The TV show of Brave New World doesn’t capture our fear of the future like the book did

30th November 2020

Brave New World by Aldous Huxley is a seminal science fiction novel. It’s one of the go-to texts of the dystopian sci-fi sub-genre and is often reached for as a metaphor for totalitarian societies that seek to crush individual freedom under a smothering blanket of conformity.

The novel is set in a world where social conditioning forces everyone into rigid roles. A world where the needs of society as a whole are paramount and the needs of individuals are subordinate to this. A world where any deviation from what society expects is severely punished.

Brave New World has a lot in common with Orwell’s 1984 and both novels are often mentioned in the same breath, despite being published 17 years apart. Unlike other novels about the dangers of totalitarianism, such as 1984 or Margaret Atwood’s The Handmaid’s Tale, in Huxley’s dystopia the social control is seductive and not aggressively forced on the population. Also like The Handmaid’s Tale, Brave New World has had a recent high profile, big budget TV adaptation (which has since been cancelled after one season).

A cold, emotionless dystopia

The novel is set in The World State (a single all powerful national and political body that controls the human race) in AD 2540 or AF 632 (After Ford) as the characters know the date. It’s a society without monogamy, privacy, family, religion and individualism. It has a rigid caste system (that runs from Alpha-Plus down to Epsilon) and social conditioning that makes its citizens choose to conform, rather than them doing so out of the fear of physical violence.

This isn’t a dystopia with a secret police and elaborate punishment rituals for dissenters. On the surface it appears to be a comfortable dystopia as the World State is a society that revels in indulgence, parties, drugs and casual sex. However, underneath the hedonistic surface, it’s a cold, emotionless society that doesn’t have art, comedy, love or passion. Everything serves the stability and continuity of the social order, which is both state and society.
+-------+
* **INSTRUCTIONS**:
a. According to the Brave New World article, in what year is the novel set?
b. Carry the Brave New World article forward from its last sentence.
The entries that follow come from a separate source.

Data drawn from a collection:
+-------+
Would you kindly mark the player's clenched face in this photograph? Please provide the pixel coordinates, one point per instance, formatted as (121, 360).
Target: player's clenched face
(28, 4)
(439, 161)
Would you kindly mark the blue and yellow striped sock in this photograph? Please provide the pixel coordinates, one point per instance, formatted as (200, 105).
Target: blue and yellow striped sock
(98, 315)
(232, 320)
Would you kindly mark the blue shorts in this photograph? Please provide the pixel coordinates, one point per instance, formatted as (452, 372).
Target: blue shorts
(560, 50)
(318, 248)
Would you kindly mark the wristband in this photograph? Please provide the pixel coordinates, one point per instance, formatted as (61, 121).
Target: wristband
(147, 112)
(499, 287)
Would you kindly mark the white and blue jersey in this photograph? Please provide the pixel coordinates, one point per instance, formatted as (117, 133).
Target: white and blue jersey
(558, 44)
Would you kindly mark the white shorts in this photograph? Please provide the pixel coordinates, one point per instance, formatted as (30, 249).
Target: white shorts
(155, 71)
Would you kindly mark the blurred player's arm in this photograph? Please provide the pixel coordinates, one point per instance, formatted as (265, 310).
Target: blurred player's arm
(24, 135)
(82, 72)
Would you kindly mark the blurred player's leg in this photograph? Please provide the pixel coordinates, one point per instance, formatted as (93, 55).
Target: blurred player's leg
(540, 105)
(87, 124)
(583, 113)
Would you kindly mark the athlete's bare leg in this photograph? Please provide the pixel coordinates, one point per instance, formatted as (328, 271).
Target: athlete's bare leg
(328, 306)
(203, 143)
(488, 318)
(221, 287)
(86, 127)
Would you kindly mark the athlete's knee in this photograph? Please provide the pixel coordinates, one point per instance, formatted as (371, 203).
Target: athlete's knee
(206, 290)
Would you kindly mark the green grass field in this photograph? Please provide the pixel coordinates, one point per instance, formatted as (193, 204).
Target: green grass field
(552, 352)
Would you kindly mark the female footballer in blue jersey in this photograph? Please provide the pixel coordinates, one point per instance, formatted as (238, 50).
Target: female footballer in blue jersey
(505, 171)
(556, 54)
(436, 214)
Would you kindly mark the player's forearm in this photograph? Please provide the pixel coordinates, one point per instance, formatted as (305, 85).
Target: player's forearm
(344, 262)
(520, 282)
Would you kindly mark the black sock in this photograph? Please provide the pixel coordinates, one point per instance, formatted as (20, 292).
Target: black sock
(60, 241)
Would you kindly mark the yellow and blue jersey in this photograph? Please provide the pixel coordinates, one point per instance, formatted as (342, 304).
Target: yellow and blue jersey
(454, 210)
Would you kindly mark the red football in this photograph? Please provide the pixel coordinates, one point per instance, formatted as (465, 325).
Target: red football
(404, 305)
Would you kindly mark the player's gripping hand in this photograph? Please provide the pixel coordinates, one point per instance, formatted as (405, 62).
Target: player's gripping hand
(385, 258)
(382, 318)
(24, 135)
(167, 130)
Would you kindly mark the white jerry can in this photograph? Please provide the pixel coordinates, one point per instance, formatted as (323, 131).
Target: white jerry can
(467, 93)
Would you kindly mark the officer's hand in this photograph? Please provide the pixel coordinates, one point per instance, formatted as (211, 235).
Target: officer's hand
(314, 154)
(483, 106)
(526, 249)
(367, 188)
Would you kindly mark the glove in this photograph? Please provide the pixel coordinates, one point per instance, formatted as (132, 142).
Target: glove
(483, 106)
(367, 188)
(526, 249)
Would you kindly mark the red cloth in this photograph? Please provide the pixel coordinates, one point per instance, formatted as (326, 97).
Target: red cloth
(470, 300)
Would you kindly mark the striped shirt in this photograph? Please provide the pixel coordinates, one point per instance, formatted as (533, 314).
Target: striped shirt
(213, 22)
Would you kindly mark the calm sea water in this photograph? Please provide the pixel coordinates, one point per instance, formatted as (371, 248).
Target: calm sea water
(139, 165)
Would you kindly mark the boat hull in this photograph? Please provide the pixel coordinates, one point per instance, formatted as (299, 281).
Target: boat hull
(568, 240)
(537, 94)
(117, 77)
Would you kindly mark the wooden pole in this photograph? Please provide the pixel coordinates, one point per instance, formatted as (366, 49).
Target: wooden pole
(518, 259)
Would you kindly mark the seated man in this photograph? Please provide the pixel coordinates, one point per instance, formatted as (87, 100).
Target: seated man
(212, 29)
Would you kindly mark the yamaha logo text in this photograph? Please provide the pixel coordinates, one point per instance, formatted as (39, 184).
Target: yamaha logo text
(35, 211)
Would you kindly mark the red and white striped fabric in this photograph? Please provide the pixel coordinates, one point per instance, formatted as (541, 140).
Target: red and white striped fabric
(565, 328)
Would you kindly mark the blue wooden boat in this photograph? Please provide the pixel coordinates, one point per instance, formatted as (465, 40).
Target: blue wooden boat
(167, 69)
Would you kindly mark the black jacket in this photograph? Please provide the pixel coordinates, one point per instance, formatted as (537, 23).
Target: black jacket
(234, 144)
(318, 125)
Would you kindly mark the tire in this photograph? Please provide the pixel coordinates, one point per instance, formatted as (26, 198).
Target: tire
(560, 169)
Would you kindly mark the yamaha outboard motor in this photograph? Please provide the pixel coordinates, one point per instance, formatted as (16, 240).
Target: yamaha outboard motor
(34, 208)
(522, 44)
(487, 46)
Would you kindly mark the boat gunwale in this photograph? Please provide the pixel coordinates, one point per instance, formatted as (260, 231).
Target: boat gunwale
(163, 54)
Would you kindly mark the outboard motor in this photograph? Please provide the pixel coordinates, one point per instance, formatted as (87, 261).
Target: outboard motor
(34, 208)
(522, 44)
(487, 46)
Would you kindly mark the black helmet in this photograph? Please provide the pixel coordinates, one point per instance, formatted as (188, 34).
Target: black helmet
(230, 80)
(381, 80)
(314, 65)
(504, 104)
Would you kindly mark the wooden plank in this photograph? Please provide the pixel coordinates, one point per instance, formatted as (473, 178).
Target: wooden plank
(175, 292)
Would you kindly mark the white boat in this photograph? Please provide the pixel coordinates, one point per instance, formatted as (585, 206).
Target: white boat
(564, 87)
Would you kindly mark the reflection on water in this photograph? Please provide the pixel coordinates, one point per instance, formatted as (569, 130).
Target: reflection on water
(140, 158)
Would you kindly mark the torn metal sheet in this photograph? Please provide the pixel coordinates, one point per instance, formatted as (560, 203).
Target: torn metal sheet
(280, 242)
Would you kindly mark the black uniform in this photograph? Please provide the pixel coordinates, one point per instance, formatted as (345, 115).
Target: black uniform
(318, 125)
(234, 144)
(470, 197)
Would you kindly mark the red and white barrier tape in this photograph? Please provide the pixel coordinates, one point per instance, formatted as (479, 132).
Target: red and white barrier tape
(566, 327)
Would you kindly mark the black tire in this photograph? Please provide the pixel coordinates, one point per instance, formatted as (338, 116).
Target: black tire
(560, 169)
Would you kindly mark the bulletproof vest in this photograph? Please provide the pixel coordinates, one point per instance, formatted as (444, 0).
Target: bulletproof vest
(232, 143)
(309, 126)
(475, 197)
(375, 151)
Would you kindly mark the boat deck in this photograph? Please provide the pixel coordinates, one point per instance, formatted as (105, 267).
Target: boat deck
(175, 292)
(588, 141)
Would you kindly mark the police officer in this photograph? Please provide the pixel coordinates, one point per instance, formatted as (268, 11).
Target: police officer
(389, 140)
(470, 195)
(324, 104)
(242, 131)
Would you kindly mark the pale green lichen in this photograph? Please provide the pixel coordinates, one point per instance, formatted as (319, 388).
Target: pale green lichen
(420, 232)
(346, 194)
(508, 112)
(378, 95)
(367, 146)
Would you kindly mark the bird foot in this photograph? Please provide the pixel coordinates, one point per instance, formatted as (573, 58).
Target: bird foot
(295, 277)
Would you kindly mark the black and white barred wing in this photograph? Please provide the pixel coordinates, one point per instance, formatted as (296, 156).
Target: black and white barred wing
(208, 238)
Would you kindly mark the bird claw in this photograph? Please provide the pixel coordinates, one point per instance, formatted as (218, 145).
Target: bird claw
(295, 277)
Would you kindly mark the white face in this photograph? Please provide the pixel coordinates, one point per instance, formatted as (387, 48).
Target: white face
+-------+
* **TASK RESULTS**:
a. AD 2540, which the characters know as AF 632 (After Ford).

b.
This isn’t a bullying authoritarian nightmare, like 1984, but a technocratic nightmare, without democracy or freedom of expression, where hierarchy is supreme in all things. A world where and all concerns for the individual are suppressed by rigid social control to serve the needs of the society as a whole. As a citizen of the World State you get a lot of casual sex and a seemingly unlimited amount of the pleasantly numbing drug soma, but no say in how your society is run.

Brave New World Aldous Huxley

When Brave New World was published, we were worried about bullying authoritarian dictators (Hitler in Germany or Stalin in Russia) but we were also worried that the comforts of modernity (cheap, mass produced goods) and the dehumanising economic system that produced them could lead to a dehumanising social system.

In the early 20th century, Taylorist management principles made production of goods efficient, but devoid of passion or craftsmanship. Could it do the same for our politics and society? Could it improve how society is run, by removing passion from the world?

This is what makes Brave New World so scary. On the surface it’s a society given over the pleasures of casual sex and drug use but underneath this, it’s as passionless and smothering of individualism as one of Henry Ford’s production lines. This is why Ford has become the secular god of the World State.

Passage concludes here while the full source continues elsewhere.